Dataset items

──────────

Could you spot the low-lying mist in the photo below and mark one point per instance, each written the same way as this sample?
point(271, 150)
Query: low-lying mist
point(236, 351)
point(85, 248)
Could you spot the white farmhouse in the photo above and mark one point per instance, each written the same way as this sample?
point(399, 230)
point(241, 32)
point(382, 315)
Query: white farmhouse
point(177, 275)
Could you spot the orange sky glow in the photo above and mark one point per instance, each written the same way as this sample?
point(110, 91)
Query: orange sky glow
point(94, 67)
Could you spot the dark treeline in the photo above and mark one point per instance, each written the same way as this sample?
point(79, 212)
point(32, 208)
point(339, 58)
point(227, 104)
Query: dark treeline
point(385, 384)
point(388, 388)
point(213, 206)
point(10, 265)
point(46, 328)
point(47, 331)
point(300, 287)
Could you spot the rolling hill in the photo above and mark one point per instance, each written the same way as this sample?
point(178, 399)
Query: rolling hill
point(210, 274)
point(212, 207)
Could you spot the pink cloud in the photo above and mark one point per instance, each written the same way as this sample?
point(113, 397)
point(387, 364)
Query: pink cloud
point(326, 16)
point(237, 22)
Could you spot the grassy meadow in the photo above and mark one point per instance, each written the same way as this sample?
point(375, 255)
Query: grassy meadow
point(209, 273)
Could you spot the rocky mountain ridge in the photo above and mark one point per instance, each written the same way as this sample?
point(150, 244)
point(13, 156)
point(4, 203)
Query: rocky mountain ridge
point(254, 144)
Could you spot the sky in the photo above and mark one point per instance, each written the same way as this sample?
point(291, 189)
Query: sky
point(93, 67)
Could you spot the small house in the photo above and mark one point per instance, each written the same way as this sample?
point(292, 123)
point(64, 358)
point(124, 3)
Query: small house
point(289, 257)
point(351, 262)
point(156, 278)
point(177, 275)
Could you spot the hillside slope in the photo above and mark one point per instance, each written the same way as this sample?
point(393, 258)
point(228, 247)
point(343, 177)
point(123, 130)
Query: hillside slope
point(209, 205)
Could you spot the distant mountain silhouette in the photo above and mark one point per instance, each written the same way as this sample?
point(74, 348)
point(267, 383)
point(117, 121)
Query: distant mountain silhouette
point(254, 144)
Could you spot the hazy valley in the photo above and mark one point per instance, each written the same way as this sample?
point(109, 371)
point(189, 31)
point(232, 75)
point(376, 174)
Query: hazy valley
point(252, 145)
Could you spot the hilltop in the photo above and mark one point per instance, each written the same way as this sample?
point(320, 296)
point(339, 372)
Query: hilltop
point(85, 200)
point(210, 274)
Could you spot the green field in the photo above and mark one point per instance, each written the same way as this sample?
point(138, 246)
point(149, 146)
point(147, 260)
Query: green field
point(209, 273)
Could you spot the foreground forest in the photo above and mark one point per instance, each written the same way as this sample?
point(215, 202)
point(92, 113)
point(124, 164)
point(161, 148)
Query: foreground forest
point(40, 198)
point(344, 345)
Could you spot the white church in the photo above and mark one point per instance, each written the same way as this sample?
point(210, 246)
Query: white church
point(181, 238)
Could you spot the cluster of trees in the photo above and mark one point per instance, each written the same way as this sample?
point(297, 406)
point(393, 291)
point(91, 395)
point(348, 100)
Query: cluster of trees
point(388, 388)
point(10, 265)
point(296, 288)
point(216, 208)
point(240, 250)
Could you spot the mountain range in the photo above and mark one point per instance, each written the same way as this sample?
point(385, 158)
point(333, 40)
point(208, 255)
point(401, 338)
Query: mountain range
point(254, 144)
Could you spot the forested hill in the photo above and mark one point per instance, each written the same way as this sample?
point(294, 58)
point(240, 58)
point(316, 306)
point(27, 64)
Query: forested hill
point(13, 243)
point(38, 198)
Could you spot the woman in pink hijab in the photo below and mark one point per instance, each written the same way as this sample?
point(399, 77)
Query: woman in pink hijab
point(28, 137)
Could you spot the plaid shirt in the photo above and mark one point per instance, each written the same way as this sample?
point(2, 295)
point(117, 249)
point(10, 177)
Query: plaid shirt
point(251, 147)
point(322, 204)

──────────

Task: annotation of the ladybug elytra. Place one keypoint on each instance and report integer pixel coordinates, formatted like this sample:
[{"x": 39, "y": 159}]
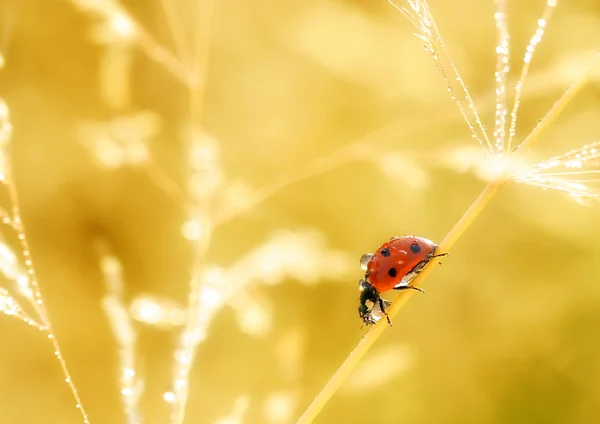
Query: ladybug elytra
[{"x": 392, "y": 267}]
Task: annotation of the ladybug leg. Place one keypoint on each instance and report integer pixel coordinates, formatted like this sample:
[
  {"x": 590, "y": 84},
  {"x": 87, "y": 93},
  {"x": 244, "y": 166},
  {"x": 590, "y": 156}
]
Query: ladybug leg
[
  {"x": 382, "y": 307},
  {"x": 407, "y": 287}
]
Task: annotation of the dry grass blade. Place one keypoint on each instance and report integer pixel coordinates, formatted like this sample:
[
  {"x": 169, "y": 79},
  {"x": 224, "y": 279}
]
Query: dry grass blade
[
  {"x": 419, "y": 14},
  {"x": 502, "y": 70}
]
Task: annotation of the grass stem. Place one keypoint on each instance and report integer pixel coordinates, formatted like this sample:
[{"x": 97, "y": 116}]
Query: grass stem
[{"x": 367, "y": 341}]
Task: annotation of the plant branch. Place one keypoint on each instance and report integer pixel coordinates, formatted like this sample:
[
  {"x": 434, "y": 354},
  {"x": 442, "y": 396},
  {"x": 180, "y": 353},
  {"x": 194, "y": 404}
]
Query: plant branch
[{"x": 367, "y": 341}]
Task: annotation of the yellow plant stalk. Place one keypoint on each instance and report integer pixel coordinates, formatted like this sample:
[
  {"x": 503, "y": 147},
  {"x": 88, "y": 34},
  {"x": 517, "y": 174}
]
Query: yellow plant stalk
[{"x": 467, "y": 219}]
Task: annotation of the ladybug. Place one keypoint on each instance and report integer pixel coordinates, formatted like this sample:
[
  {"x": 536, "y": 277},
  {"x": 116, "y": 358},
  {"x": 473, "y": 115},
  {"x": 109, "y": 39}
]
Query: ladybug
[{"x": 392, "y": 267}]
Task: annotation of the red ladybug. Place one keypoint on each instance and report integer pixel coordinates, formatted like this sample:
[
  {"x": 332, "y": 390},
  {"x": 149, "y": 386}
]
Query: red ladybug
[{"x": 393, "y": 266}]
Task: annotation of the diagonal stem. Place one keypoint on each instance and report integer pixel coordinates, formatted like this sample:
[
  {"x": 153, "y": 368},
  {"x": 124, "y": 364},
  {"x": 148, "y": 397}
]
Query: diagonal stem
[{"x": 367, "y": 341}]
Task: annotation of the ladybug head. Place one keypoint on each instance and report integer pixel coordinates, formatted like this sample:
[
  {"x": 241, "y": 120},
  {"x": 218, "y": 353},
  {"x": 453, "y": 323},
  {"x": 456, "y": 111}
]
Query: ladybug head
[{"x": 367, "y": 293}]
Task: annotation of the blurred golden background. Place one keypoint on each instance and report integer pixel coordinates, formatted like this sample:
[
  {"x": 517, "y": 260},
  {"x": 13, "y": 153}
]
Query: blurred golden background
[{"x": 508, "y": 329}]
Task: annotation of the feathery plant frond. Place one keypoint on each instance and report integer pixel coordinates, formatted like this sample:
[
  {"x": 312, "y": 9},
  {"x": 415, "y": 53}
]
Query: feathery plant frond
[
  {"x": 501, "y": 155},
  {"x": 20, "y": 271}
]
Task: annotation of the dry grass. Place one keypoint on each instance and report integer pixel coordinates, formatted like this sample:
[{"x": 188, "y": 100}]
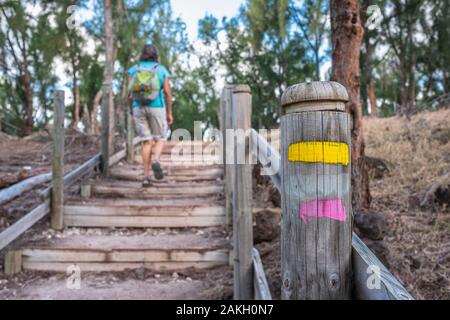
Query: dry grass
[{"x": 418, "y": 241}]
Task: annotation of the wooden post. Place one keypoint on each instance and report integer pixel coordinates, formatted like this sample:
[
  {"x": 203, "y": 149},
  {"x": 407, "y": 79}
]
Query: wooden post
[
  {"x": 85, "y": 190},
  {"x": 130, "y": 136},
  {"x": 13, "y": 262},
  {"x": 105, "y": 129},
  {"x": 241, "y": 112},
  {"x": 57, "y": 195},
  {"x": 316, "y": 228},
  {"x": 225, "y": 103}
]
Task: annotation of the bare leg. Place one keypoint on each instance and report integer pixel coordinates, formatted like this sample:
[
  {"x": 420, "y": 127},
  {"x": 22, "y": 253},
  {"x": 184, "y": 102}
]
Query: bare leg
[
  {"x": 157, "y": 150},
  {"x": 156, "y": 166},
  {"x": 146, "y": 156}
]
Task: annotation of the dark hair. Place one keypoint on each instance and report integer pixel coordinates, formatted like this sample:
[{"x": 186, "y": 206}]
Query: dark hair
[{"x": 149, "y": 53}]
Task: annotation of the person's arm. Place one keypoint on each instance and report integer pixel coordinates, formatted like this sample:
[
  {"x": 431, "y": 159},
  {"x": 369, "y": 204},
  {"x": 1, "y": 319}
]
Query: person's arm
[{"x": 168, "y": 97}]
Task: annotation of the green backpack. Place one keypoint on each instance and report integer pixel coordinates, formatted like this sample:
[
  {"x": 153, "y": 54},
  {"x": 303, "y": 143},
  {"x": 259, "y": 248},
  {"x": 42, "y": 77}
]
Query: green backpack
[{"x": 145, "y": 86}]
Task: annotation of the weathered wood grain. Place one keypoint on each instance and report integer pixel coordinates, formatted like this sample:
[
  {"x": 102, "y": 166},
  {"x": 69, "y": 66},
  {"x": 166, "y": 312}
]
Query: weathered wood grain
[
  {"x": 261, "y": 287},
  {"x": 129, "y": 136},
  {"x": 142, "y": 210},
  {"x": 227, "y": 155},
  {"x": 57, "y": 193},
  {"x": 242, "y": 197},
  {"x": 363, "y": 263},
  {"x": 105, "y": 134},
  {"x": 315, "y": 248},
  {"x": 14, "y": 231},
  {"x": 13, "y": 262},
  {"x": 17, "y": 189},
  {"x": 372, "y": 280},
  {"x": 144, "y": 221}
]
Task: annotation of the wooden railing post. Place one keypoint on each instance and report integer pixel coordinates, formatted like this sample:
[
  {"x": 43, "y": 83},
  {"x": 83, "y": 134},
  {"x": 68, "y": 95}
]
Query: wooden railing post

──────────

Can you pull out the material starting at the line that contains "Could you spot the forested" and ending at the line that contains "point(38, 198)", reproducing each of those lines verbatim?

RESULT:
Could you spot the forested hill in the photo above and mark one point per instance, each written the same way as this sample?
point(294, 58)
point(240, 58)
point(316, 306)
point(27, 64)
Query: forested hill
point(13, 243)
point(38, 198)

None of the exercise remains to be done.